## AIM
Swap "thickest part" for "widest part" in everything from the line containing "like x=305 y=533." down to the line containing "x=774 y=385". Return only those lines, with nothing else changed.

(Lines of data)
---
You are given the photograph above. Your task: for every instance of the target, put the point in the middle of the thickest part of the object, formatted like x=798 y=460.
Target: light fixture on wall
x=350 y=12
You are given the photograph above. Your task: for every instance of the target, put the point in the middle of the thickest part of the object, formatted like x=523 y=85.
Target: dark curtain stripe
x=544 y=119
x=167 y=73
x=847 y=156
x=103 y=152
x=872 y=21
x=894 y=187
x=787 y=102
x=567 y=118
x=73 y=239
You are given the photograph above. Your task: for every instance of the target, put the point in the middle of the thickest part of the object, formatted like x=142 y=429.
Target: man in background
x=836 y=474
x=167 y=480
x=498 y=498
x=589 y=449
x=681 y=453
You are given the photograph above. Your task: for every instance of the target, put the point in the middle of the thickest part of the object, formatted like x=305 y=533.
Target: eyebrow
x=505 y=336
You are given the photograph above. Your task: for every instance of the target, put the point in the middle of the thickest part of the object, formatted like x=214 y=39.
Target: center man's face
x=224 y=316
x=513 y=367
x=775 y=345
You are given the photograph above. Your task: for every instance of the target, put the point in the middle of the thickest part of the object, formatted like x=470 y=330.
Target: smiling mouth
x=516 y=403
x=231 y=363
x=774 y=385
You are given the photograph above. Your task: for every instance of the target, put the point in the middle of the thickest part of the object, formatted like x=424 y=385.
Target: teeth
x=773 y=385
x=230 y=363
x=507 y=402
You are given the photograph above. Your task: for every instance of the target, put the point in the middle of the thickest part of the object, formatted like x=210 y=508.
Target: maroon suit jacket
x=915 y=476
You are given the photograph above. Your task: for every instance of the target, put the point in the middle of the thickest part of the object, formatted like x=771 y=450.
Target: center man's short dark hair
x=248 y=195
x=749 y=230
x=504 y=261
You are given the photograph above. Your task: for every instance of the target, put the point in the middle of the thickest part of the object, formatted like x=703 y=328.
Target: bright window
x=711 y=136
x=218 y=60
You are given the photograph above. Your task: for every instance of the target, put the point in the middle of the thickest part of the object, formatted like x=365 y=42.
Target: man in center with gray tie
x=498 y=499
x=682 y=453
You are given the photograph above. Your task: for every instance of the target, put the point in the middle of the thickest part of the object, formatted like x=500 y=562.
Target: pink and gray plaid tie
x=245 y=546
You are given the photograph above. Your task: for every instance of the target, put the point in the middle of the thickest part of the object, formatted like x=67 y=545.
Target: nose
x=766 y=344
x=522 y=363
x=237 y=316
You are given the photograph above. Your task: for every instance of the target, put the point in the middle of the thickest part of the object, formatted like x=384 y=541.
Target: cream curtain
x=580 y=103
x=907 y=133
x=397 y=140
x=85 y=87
---
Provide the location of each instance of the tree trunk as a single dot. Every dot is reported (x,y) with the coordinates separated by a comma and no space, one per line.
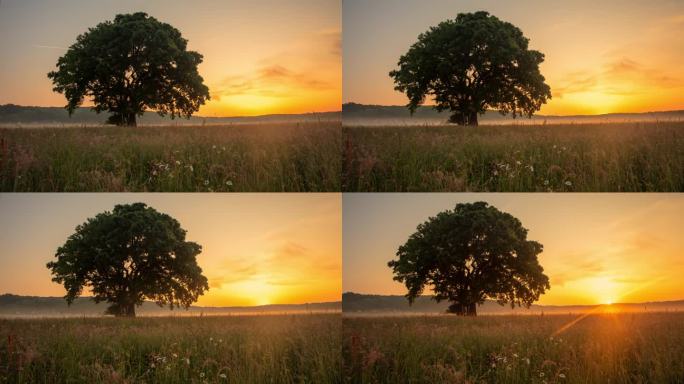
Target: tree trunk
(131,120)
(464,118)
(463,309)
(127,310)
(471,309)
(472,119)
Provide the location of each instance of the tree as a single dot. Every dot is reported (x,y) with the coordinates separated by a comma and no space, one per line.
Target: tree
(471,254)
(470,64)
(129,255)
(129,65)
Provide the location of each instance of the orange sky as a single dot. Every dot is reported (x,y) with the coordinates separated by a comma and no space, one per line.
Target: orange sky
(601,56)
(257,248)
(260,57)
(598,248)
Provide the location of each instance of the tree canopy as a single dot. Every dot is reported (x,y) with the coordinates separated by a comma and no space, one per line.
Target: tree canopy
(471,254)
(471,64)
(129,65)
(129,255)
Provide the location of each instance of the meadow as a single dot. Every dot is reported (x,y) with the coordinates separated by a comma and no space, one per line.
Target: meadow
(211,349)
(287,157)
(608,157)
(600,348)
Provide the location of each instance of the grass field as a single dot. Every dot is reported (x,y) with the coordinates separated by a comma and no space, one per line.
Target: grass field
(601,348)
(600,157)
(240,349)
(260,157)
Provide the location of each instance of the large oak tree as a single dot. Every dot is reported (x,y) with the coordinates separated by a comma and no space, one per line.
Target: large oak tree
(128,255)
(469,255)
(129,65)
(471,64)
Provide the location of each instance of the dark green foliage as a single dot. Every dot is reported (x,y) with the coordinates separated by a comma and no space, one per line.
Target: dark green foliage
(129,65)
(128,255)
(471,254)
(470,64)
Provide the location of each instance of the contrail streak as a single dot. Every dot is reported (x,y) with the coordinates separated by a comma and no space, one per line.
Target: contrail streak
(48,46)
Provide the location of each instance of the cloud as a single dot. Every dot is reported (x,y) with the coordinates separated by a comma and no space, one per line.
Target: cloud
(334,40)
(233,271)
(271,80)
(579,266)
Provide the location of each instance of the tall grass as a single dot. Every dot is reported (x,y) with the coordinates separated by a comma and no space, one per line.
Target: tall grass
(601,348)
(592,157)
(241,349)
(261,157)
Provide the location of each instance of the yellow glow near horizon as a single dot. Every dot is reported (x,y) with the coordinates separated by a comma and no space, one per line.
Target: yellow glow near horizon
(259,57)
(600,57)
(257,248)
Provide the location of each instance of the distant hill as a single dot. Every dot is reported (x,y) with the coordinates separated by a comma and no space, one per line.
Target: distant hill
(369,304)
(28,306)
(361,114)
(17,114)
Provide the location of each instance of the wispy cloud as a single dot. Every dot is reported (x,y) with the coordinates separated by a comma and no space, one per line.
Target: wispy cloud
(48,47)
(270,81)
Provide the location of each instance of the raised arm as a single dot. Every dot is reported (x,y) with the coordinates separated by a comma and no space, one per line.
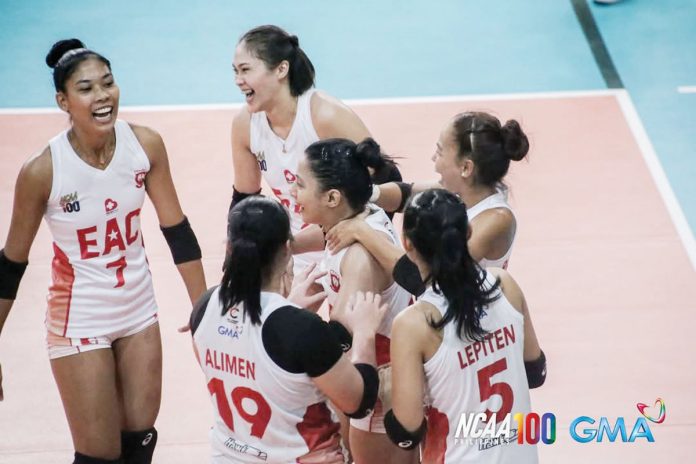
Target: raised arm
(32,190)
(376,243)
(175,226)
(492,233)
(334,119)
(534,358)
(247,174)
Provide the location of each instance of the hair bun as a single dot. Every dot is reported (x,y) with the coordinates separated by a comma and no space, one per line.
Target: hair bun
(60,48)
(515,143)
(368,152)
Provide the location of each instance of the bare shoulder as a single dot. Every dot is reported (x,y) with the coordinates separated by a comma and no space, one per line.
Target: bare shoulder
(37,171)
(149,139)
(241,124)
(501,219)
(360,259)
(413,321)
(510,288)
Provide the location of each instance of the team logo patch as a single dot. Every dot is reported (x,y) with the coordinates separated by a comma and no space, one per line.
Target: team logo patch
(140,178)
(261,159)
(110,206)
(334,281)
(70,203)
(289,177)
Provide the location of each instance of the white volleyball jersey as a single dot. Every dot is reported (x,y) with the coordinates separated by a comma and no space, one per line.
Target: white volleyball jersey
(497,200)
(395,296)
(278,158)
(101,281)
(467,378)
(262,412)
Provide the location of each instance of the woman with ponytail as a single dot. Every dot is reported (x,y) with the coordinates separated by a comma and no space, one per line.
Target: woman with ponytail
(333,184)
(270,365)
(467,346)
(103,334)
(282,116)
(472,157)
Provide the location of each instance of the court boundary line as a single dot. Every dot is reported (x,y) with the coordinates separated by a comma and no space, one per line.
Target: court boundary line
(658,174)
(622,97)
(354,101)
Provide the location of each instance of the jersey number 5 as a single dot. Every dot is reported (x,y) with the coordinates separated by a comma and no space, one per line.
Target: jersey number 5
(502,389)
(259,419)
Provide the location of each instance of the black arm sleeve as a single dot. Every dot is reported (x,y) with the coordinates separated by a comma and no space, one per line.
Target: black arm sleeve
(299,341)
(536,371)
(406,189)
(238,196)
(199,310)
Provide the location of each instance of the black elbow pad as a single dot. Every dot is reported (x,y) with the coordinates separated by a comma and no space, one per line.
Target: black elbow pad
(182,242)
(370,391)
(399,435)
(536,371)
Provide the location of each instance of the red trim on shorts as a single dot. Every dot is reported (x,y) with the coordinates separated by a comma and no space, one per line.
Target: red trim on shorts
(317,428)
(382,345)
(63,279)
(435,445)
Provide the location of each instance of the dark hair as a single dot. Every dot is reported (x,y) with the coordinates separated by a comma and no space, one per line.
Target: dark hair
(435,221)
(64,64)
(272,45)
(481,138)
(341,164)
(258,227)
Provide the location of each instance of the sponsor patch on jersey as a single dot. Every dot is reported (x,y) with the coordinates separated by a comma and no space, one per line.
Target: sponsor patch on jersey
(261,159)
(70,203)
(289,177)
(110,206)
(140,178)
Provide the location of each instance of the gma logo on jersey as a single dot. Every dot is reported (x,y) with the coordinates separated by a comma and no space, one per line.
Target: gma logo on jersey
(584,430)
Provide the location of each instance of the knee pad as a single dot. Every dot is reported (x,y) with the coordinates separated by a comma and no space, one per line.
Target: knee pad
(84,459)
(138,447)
---
## WRITTEN SOLUTION
You are given the photograph above. Your task: for every instance of the target, put the point in the middle of the widest part of the object, formatted like x=305 y=533.
Target: eyebrow
x=505 y=336
You are given the photograph above. Your task: for every instance of the target, put the point in the middle of the widest part of the object, formatted like x=214 y=39.
Target: center man's face
x=224 y=316
x=513 y=367
x=775 y=345
You are given the photograph above. Your task: for every instance of the target, put the point in the middle of the widest part of the object, formatted like x=470 y=330.
Target: smiling mouth
x=516 y=403
x=231 y=363
x=774 y=385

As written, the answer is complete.